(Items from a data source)
»»

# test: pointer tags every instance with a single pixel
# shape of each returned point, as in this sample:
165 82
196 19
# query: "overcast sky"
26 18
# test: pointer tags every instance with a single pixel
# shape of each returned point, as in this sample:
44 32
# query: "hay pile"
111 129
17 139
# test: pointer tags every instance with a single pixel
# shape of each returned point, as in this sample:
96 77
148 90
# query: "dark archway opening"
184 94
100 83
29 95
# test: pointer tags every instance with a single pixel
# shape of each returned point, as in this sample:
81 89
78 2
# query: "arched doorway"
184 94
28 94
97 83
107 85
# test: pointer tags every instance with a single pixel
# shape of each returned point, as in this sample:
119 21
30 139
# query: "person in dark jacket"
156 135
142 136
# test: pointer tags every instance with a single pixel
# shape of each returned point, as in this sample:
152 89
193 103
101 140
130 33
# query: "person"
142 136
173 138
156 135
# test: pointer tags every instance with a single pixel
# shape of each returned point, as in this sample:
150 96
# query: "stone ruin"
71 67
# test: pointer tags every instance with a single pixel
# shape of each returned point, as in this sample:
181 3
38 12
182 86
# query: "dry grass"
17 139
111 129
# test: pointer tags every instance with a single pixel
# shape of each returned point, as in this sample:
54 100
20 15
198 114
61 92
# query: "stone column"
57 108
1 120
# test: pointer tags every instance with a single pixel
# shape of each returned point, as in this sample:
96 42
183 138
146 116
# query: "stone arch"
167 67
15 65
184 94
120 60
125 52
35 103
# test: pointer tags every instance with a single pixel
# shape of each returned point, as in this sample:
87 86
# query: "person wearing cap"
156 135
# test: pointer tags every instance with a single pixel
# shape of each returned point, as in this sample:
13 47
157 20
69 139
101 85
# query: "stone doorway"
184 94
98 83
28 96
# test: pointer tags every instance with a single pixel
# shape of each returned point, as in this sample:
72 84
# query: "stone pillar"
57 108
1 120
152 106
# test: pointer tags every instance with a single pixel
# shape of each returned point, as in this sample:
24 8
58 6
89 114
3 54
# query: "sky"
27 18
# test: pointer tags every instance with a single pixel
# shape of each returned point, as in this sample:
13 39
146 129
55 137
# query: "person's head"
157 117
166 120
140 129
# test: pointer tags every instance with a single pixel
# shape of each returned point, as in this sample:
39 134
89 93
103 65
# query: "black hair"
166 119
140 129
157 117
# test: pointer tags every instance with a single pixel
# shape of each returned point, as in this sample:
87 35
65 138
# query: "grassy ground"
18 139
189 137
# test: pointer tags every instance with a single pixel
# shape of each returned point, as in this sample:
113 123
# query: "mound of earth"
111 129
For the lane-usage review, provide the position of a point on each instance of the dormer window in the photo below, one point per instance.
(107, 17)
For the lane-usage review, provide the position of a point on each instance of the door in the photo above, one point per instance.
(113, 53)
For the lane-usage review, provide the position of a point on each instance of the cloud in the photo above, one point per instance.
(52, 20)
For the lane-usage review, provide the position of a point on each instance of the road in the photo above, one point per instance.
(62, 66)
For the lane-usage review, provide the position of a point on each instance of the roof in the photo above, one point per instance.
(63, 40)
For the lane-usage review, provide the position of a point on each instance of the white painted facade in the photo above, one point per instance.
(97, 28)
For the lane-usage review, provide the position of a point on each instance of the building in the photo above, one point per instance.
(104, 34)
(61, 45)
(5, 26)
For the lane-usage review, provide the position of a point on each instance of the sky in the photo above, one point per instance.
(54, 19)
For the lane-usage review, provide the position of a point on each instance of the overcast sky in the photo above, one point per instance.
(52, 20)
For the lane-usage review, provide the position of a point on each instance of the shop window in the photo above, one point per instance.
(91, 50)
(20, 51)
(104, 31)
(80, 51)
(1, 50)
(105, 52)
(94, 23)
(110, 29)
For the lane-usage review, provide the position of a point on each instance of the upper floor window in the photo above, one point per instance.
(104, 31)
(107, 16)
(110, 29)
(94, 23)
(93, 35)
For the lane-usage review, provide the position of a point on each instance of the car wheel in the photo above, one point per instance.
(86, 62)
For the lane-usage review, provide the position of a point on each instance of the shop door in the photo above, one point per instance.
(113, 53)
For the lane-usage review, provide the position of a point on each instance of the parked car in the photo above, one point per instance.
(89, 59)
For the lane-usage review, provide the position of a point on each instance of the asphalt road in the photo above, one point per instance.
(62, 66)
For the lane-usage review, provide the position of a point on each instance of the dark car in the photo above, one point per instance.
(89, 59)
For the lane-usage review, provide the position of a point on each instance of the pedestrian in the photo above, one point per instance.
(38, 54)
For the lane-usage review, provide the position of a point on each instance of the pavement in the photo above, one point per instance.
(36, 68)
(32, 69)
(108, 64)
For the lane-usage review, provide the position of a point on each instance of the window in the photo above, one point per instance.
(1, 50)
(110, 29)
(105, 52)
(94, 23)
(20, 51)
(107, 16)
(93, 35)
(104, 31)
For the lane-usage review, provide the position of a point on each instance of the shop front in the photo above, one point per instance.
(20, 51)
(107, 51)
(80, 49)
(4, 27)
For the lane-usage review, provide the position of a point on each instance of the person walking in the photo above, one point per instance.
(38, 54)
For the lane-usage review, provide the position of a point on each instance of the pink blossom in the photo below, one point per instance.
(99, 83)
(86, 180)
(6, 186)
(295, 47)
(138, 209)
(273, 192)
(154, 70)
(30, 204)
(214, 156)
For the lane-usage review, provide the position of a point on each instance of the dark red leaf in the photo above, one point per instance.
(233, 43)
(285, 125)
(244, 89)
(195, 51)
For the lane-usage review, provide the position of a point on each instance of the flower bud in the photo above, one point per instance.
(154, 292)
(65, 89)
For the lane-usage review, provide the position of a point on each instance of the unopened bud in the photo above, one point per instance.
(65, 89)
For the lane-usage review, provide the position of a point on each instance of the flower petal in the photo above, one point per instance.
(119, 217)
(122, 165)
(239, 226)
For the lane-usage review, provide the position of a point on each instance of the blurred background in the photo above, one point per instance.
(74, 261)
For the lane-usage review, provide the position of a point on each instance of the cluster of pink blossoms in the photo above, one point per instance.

««

_Task details_. Please write out all the data above, exactly as it reads.

_Worked solution_.
# test: pointer tags every instance with a single pixel
# shape of each returned point, as in this sample:
165 82
196 19
# query: "overcast sky"
26 18
# test: pointer tags every instance with a single pixel
# shape of each returned point, as in this sample:
44 32
# query: "hay pile"
111 129
17 139
# test: pointer tags every instance with a single pixel
# shape of each returned point, as in this sample:
96 77
148 90
# query: "dark archway opening"
184 94
100 83
29 95
# test: pointer tags every instance with a single pixel
# shape of each returned point, as in this sample:
81 89
78 2
# query: "arched doorway"
184 94
28 94
97 83
107 85
# test: pointer tags every instance with a single pixel
# shape of each returned point, as in this sample:
119 21
30 139
# query: "person in dark jacket"
156 135
142 136
# test: pointer tags every instance with a single pixel
# shape of each returned point, as in this sample:
152 89
193 103
101 140
130 33
# query: "person"
142 136
173 138
156 135
# test: pointer tags every instance with a single pixel
# shape of each returned point, as in this sample:
150 96
# query: "stone ruin"
71 67
# test: pointer tags every instance with a single pixel
# shape of each returned point, as in this sample:
181 3
38 12
182 86
# query: "dry grass"
17 139
111 129
# test: pointer tags every instance with a single pixel
# shape of each returned point, as in this sample:
54 100
20 15
198 114
61 92
# query: "stone column"
57 108
1 120
# test: pointer tags every instance with a single pixel
# shape of each returned point, as in this sample:
96 42
183 138
146 116
# query: "stone arch"
167 67
15 65
184 94
120 60
125 52
35 103
# test: pointer tags every instance with a single pixel
# shape of each returned point, as in this sample:
87 86
# query: "person wearing cap"
156 135
# test: pointer tags every instance with a single pixel
# shape of each returned point, as in this sample:
13 47
157 20
69 139
101 85
# query: "stone doorway"
184 94
98 83
28 96
# test: pointer tags every instance with a single pixel
# shape of each returned point, as in this sample:
72 84
# query: "stone pillar"
57 108
1 120
152 106
# test: pointer tags every instance with a single pixel
# shape of each returned point, as in this sample:
24 8
58 6
89 114
3 54
# query: "sky"
27 18
# test: pointer tags every instance with a single pixel
# shape of each returned point, as in this sample:
13 39
146 129
55 137
# query: "person's head"
157 117
166 120
140 129
# test: pointer tags every instance with a single pixel
# shape of each returned point, as in this sample:
39 134
89 93
103 65
# query: "black hair"
166 119
140 129
157 117
# test: pointer tags every instance with a single pixel
# shape of each returned point, as in this sample:
87 35
65 138
# query: "grassy ground"
18 139
189 137
# test: pointer tags every instance with a single pixel
# shape of each returned point, as in this sample:
113 123
# query: "mound of earth"
111 129
For the lane-usage review, provide the position of a point on each instance of the dormer window in the photo below, one point per instance.
(107, 17)
For the lane-usage review, provide the position of a point on each instance of the door in the photo above, one point per instance.
(113, 53)
For the lane-usage review, provide the position of a point on each instance of the cloud in the photo above, one point per instance.
(52, 20)
For the lane-usage review, provide the position of a point on each instance of the road in the photo above, one point per instance.
(62, 66)
For the lane-usage review, provide the position of a point on each instance of the roof in the photo above, one point per instance.
(63, 40)
For the lane-usage review, provide the position of a point on each instance of the white painted facade in the photo above, one point per instance.
(97, 28)
For the lane-usage review, provide the position of a point on each instance of the building in the photo above, one point per instance.
(104, 34)
(61, 45)
(5, 26)
For the lane-usage review, provide the position of a point on each instance of the sky in the photo above, one point per instance.
(54, 19)
For the lane-usage review, provide the position of a point on each instance of the overcast sky in the photo above, one point per instance.
(52, 20)
For the lane-usage review, provide the position of a point on each instance of the shop window in the photo above, one point per instance.
(91, 50)
(20, 51)
(104, 31)
(80, 51)
(1, 50)
(105, 52)
(94, 23)
(110, 29)
For the lane-usage review, provide the position of a point on each instance of the upper floor window in the photo above, one point per instance.
(104, 31)
(107, 16)
(110, 29)
(94, 23)
(93, 35)
For the lane-usage review, provide the position of a point on each instance of the car wheel in the photo above, one point per instance.
(86, 62)
For the lane-usage review, provide the position of a point on each instance of the shop door in the photo above, one point per instance.
(113, 53)
For the lane-usage review, provide the position of a point on each instance of the parked car in the photo above, one point per instance.
(89, 59)
For the lane-usage review, provide the position of a point on each instance of the asphalt road in the photo above, one point per instance.
(62, 66)
For the lane-usage review, provide the position of a point on each instance of the dark car in the photo above, one point per instance.
(89, 59)
For the lane-usage review, provide the position of a point on each instance of the pedestrian in the photo above, one point per instance.
(38, 54)
For the lane-usage review, provide the position of a point on each instance of the pavement in the photo above, one point per instance.
(36, 68)
(32, 69)
(108, 64)
For the lane-usage review, provide the position of a point on each instance of the window in the photo above, one point per instance.
(1, 50)
(110, 29)
(105, 52)
(94, 23)
(20, 51)
(107, 16)
(93, 35)
(104, 31)
For the lane-usage review, provide the position of a point on each instance of the shop front in the photo above, one point per instance.
(20, 51)
(107, 51)
(80, 49)
(4, 27)
For the lane-usage review, provide the position of a point on each instance of the person walking in the photo above, one point per instance.
(38, 54)
For the lane-usage review, provide the position of a point on each instance of the pink blossom in the photo below, one point per instance.
(99, 83)
(86, 180)
(6, 186)
(295, 47)
(138, 209)
(273, 192)
(154, 70)
(30, 204)
(214, 156)
For the lane-usage review, provide the position of a point on each instance of the dark red leaf in the photo above, one point per instance.
(233, 43)
(285, 125)
(244, 89)
(195, 51)
For the lane-usage review, provide the position of a point on each instance of the flower bud in the photo above, one point per instance.
(154, 292)
(65, 89)
For the lane-usage review, provide the position of a point on each instance of the unopened bud in the photo above, one point per instance.
(65, 89)
For the lane-usage review, provide the position of a point on each instance of the flower petal in the photo above, one point per instance.
(119, 217)
(122, 165)
(239, 226)
For the lane-usage review, provide the position of a point on each instance of the blurred background in the photo above, one point per instance.
(74, 261)
For the lane-usage review, provide the position of a point on each instance of the cluster of pink blossoms in the photo above, one point per instance.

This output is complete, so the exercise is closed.